Problem to solve.
Reproduce word for word, from the entries below, the line with "In the picture above, where can the white", the line with "In the picture above, where can the forested", and every line between them, and nothing more.

Input for this task.
┌────────

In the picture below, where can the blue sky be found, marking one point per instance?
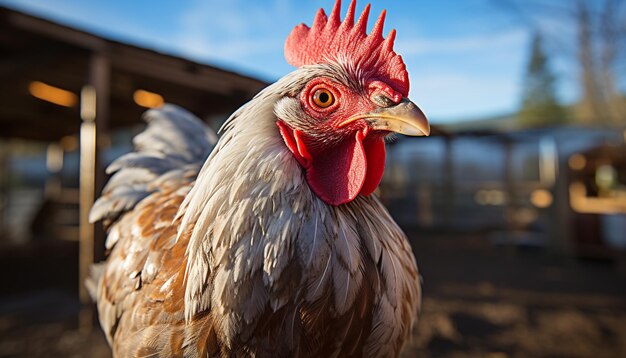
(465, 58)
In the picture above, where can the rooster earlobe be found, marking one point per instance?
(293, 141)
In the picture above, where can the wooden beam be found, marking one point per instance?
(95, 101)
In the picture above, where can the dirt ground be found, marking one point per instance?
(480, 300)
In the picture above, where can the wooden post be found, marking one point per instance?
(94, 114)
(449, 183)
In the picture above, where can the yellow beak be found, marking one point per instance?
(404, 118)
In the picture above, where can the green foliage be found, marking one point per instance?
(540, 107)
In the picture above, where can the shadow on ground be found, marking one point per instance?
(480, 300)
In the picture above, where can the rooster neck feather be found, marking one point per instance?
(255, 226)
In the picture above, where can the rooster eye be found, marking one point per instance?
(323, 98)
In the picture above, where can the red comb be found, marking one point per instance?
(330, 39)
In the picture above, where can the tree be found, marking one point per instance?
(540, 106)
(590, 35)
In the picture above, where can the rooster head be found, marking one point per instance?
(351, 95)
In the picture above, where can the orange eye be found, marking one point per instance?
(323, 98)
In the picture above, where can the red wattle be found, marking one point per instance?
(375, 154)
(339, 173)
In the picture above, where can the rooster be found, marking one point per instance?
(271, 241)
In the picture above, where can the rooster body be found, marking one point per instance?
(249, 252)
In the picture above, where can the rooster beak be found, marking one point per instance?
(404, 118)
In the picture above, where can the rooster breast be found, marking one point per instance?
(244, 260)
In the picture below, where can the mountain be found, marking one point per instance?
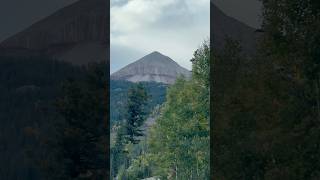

└────────
┌────────

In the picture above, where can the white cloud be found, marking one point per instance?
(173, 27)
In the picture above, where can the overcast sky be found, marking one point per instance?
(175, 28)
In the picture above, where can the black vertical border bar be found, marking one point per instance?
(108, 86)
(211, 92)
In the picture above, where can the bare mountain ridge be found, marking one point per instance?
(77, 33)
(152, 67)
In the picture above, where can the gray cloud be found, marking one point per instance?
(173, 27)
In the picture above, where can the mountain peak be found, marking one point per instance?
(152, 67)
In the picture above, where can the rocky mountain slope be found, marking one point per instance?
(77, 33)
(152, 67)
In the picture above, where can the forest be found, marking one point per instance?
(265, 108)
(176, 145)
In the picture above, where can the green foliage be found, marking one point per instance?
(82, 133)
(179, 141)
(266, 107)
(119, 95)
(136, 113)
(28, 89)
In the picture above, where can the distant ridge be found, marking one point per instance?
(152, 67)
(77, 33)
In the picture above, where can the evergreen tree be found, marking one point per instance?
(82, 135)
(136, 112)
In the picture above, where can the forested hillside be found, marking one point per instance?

└────────
┌────────

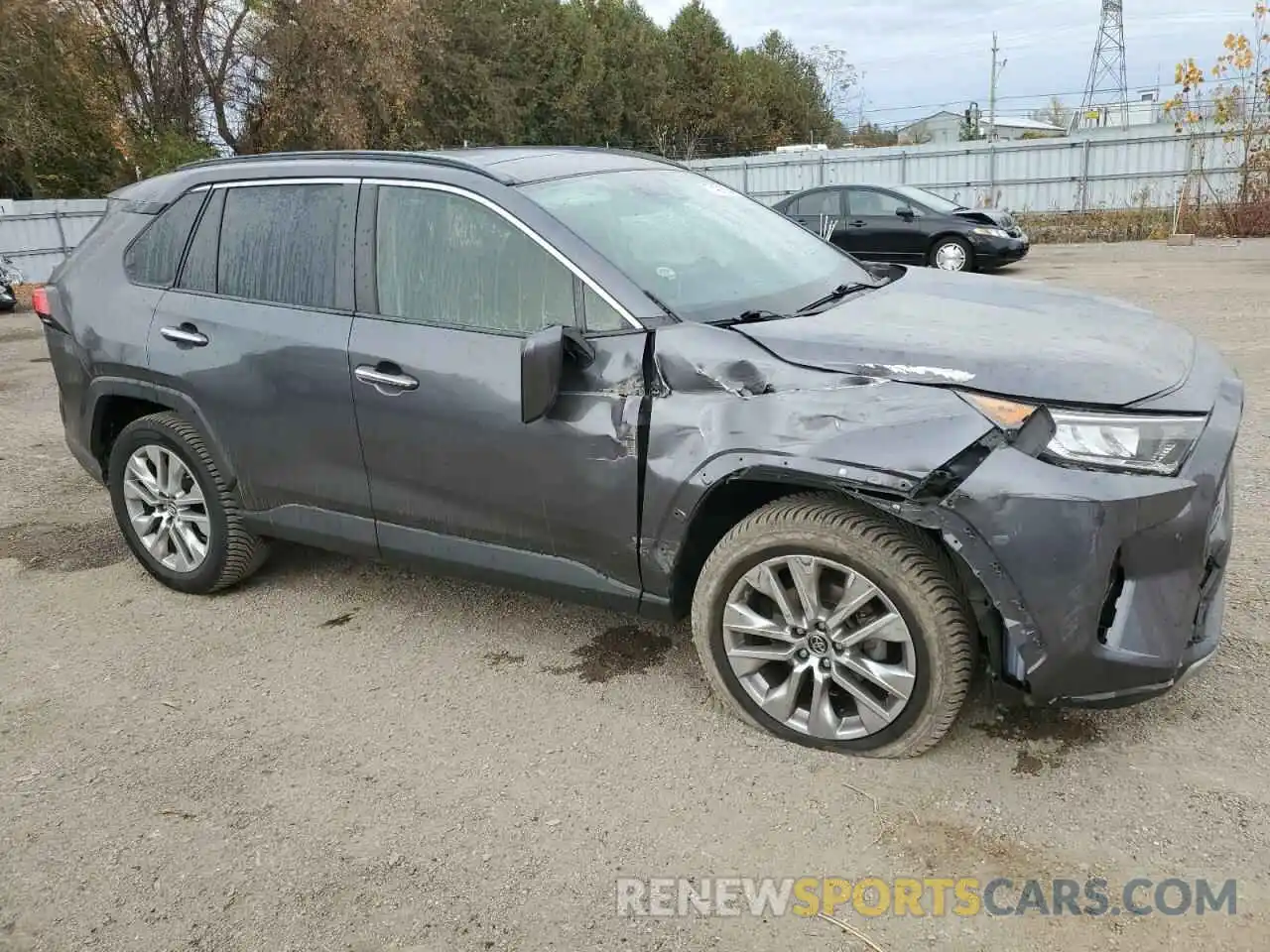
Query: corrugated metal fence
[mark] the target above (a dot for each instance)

└────────

Finished task.
In the picture above, where can the white cloud be found, marking one point per instance?
(173, 27)
In the picture above, where can the overcast sky be found, marking one point per instance?
(175, 28)
In the picture above, where can the black vertical border bar be found, marking one point per instance?
(108, 86)
(211, 92)
In the picture above, where can the bare mountain ridge be found, marking one point per instance?
(77, 33)
(152, 67)
In the picture above, where can the gray cloud be found, marking one point per instance?
(173, 27)
In the picture above, where can the mountain peak be found, marking one point per instance?
(152, 67)
In the picture above, where can the rocky mountain slope be found, marking one point per instance?
(77, 33)
(152, 67)
In the picture above, where can the forest be found, marking one point per instance?
(265, 108)
(176, 145)
In the picture above, where can the green foliage be found, marking one point per instance?
(82, 133)
(179, 141)
(266, 107)
(119, 95)
(136, 113)
(28, 89)
In the picture above, where can the distant ridge be found, marking one point per instance?
(152, 67)
(77, 33)
In the picture above, where can the evergreen tree be found, marking one point per instance?
(82, 135)
(136, 112)
In the picture above, where can the forested hillside be found, marking one point per instance?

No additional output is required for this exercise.